• Task item
Show every line of the data that contains the string "below".

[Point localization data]
┏━━

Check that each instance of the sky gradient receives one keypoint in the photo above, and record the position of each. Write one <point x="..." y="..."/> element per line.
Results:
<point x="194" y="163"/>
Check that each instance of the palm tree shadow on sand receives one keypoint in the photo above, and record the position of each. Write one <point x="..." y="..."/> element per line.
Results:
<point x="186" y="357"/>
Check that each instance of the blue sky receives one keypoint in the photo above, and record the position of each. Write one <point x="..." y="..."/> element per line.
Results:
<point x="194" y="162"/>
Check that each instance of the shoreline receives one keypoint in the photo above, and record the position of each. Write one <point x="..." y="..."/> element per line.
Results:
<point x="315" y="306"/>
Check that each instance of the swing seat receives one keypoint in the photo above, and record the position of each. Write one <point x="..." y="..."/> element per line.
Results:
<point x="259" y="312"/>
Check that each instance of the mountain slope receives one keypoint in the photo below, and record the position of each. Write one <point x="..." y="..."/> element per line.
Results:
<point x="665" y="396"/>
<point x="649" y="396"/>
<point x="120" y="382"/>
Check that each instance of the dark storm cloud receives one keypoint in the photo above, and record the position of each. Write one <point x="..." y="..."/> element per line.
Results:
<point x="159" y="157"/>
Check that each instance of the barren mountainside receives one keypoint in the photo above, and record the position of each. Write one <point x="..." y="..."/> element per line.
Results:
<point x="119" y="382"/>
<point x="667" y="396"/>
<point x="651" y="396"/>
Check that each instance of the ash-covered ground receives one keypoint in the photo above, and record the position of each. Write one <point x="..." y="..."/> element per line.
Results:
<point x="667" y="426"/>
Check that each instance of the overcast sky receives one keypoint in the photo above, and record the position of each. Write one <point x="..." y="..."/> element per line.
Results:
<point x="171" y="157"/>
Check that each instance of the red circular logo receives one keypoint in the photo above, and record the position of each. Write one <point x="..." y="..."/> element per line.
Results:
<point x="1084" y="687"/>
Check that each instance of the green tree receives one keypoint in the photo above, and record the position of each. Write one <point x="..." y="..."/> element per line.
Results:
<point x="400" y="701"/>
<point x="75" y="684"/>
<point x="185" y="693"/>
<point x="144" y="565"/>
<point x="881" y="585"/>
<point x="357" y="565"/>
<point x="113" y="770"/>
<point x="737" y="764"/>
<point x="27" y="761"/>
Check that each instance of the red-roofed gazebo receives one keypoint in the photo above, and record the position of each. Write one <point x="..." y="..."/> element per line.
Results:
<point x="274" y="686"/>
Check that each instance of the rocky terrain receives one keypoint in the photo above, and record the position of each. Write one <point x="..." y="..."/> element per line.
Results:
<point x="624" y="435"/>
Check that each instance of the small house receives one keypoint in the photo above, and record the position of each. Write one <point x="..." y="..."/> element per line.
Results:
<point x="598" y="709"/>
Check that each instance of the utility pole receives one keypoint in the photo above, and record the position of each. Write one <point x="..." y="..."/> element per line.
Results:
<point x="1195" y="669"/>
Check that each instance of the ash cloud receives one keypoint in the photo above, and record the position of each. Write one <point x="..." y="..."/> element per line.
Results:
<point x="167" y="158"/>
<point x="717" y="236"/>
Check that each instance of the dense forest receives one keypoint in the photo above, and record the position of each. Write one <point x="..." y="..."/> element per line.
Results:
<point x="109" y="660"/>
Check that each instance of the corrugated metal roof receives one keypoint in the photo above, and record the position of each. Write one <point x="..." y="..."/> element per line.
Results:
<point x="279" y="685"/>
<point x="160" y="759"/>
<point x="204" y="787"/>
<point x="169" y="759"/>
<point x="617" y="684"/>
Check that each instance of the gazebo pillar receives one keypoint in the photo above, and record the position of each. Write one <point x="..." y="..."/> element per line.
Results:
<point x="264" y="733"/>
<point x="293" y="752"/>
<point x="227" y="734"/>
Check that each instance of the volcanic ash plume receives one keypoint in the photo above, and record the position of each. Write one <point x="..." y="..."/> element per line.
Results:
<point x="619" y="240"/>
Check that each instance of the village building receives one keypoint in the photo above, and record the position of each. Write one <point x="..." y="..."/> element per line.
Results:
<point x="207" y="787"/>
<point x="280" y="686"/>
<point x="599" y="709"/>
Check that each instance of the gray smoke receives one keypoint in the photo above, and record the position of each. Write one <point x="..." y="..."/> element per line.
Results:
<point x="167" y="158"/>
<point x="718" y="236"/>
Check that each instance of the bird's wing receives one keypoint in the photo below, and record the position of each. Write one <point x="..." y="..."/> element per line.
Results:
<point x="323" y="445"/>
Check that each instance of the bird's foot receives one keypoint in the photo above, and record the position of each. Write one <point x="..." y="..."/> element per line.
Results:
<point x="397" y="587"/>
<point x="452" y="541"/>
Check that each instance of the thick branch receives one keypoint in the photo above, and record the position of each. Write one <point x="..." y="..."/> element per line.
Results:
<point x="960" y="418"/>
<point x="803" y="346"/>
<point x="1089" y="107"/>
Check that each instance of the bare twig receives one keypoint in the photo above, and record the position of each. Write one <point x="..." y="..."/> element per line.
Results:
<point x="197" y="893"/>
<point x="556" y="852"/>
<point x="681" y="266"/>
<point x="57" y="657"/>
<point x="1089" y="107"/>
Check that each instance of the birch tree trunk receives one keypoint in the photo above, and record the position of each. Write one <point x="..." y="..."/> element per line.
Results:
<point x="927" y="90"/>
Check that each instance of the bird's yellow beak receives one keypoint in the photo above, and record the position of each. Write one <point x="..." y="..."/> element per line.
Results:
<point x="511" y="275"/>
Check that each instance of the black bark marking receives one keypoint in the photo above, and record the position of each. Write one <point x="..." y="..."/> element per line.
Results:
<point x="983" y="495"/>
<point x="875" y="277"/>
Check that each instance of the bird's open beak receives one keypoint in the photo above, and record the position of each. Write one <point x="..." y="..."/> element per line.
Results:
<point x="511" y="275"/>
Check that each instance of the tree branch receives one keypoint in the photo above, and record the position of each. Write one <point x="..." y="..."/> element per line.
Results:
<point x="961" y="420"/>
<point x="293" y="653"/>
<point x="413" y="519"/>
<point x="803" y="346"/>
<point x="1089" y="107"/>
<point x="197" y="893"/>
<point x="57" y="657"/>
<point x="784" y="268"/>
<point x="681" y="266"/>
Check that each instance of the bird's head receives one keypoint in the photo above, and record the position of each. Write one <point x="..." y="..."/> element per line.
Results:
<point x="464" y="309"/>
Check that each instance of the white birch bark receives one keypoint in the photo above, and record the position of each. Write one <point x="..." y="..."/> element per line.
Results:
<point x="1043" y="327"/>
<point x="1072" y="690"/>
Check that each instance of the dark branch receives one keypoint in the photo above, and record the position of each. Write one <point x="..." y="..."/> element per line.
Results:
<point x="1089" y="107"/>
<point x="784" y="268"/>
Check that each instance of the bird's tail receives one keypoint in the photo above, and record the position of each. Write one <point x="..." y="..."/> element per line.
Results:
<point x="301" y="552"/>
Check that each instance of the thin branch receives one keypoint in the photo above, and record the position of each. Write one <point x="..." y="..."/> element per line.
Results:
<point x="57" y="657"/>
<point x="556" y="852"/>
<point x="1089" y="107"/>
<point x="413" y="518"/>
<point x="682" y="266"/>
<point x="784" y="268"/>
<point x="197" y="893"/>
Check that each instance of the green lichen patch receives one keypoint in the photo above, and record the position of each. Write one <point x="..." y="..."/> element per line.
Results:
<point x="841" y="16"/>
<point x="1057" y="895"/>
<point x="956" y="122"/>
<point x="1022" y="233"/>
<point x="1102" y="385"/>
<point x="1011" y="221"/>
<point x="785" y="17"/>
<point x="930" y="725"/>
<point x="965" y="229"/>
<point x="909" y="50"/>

┗━━

• Answer for this exercise
Check that each instance of the mountain slope receives one keypoint in the photo below, and record the position of each. Write one <point x="..." y="..."/> element per line.
Check that each instance of the bird's wing receives one keypoint in the photo below, and record the position of each. Write one <point x="..." y="..."/> element per line.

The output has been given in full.